Your goal:
Please pick out each row below that contains the word "window" and copy those rows.

** start of Raw data **

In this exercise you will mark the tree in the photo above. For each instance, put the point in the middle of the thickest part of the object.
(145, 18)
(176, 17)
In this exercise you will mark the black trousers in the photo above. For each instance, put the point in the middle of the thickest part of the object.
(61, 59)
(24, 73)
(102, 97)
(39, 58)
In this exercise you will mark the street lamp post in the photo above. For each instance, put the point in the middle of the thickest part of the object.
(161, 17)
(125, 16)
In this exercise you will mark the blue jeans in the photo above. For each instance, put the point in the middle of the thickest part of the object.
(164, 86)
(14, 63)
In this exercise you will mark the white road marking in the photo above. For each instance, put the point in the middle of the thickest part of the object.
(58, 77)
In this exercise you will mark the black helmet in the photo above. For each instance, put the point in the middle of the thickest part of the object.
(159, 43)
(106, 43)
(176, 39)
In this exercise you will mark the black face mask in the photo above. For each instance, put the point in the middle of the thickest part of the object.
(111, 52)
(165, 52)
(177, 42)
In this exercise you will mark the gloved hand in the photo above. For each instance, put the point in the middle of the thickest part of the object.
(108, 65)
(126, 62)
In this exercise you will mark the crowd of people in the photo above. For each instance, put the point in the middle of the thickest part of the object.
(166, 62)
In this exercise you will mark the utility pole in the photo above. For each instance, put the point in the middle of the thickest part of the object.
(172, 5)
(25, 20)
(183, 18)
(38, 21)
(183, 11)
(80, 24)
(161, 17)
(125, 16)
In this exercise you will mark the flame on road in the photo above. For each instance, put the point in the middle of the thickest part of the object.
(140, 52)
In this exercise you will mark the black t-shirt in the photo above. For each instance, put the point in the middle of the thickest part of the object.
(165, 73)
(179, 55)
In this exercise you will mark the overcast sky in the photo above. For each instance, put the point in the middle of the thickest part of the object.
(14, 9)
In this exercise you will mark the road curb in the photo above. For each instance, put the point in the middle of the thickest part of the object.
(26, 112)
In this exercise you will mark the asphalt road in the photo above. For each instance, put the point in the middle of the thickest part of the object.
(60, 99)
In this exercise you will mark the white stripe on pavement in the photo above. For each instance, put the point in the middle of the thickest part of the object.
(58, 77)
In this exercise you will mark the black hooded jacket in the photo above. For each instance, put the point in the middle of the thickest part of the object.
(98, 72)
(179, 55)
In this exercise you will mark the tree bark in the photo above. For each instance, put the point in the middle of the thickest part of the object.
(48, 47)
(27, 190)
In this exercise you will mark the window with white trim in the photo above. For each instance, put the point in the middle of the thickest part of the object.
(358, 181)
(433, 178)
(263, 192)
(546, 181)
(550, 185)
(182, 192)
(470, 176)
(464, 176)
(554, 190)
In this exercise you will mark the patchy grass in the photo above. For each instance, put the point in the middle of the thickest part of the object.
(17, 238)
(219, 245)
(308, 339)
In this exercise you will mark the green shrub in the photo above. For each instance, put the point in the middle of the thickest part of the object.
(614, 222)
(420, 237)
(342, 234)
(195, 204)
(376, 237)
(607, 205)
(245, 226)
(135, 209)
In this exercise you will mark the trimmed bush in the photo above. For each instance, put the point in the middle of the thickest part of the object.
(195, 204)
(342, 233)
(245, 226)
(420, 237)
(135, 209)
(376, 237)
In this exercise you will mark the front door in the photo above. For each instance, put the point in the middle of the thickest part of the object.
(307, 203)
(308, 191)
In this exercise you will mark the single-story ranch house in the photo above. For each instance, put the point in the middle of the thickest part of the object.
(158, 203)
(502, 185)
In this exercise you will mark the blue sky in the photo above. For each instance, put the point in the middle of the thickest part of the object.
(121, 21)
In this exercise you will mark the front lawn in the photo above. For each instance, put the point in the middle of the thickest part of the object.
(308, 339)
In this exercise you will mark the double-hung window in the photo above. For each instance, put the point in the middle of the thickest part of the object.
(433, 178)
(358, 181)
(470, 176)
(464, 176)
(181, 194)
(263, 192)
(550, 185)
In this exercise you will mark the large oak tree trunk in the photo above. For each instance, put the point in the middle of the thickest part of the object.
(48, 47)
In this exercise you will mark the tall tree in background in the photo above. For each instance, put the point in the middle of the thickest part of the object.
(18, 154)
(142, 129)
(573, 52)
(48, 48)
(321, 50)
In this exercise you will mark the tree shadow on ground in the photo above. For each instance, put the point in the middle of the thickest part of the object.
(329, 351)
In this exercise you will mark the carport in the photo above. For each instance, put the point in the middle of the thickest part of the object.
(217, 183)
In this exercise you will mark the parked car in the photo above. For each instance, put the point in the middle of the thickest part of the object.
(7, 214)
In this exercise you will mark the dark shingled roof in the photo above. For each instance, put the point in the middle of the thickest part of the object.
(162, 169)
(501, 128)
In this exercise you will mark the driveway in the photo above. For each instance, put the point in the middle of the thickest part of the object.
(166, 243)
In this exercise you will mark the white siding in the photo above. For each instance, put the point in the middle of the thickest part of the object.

** end of Raw data **
** start of Raw data **

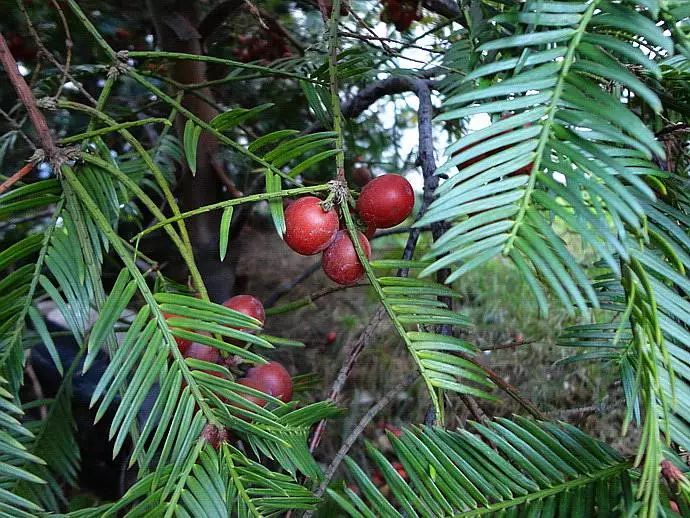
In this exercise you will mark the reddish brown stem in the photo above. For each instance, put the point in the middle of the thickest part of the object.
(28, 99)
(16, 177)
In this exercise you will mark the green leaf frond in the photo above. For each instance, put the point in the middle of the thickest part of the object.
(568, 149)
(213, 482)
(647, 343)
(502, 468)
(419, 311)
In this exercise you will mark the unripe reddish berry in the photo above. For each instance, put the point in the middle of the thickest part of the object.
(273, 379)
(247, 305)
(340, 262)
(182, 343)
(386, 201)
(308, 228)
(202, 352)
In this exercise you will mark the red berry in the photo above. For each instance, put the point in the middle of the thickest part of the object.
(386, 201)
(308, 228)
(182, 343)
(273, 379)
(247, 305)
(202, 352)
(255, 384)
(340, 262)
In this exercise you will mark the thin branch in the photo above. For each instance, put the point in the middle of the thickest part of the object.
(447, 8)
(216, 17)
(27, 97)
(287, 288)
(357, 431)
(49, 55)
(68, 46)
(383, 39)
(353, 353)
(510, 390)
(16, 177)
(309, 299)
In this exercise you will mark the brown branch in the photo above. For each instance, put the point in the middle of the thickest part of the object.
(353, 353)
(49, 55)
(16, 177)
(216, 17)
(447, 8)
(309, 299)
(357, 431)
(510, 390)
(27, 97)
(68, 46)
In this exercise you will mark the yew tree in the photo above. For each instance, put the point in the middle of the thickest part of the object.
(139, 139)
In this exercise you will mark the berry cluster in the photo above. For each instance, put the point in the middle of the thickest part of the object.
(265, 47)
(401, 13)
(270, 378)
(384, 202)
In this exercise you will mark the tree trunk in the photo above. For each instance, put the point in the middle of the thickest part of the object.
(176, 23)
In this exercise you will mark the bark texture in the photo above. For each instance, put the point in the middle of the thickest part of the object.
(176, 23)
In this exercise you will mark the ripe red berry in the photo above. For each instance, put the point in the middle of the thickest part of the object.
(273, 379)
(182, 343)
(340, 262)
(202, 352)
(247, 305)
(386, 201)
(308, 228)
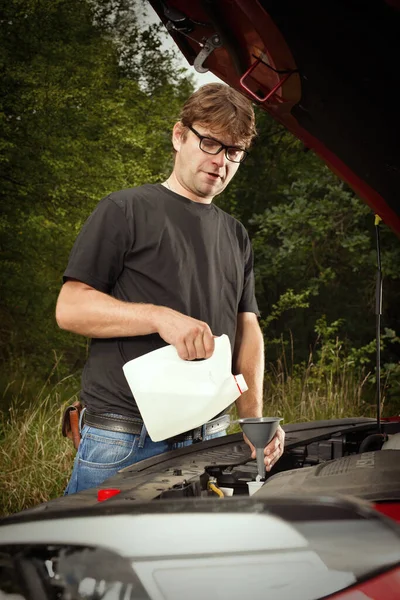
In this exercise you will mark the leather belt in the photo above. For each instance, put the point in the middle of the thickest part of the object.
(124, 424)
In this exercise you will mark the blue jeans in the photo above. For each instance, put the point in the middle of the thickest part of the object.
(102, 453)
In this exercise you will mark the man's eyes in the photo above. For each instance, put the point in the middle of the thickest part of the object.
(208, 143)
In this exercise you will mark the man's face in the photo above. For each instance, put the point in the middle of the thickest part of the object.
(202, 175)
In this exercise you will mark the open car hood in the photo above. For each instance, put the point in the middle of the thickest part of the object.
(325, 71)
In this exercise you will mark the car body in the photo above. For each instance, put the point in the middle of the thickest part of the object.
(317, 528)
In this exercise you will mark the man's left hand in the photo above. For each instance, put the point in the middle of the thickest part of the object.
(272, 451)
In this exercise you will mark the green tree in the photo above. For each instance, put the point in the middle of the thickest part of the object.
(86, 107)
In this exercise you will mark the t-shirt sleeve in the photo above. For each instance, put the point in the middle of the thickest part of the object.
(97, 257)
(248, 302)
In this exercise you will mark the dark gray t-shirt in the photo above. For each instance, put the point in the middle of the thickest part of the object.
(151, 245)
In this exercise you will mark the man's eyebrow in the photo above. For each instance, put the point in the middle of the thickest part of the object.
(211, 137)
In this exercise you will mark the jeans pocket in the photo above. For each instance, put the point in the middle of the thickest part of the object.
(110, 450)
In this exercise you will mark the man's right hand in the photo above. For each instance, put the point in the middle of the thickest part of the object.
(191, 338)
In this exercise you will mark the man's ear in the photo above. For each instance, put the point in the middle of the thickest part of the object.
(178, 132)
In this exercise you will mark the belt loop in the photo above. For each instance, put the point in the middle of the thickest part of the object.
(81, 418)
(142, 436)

** end of Raw data **

Expected output:
In this exercise you will mark the window with white trim in the photo above. For each instance, put the point in the middle of the thickest part of the object.
In this exercise you will mark the double-hung window in the photo above. For each instance, put the point in the middle of the thickest part of the object.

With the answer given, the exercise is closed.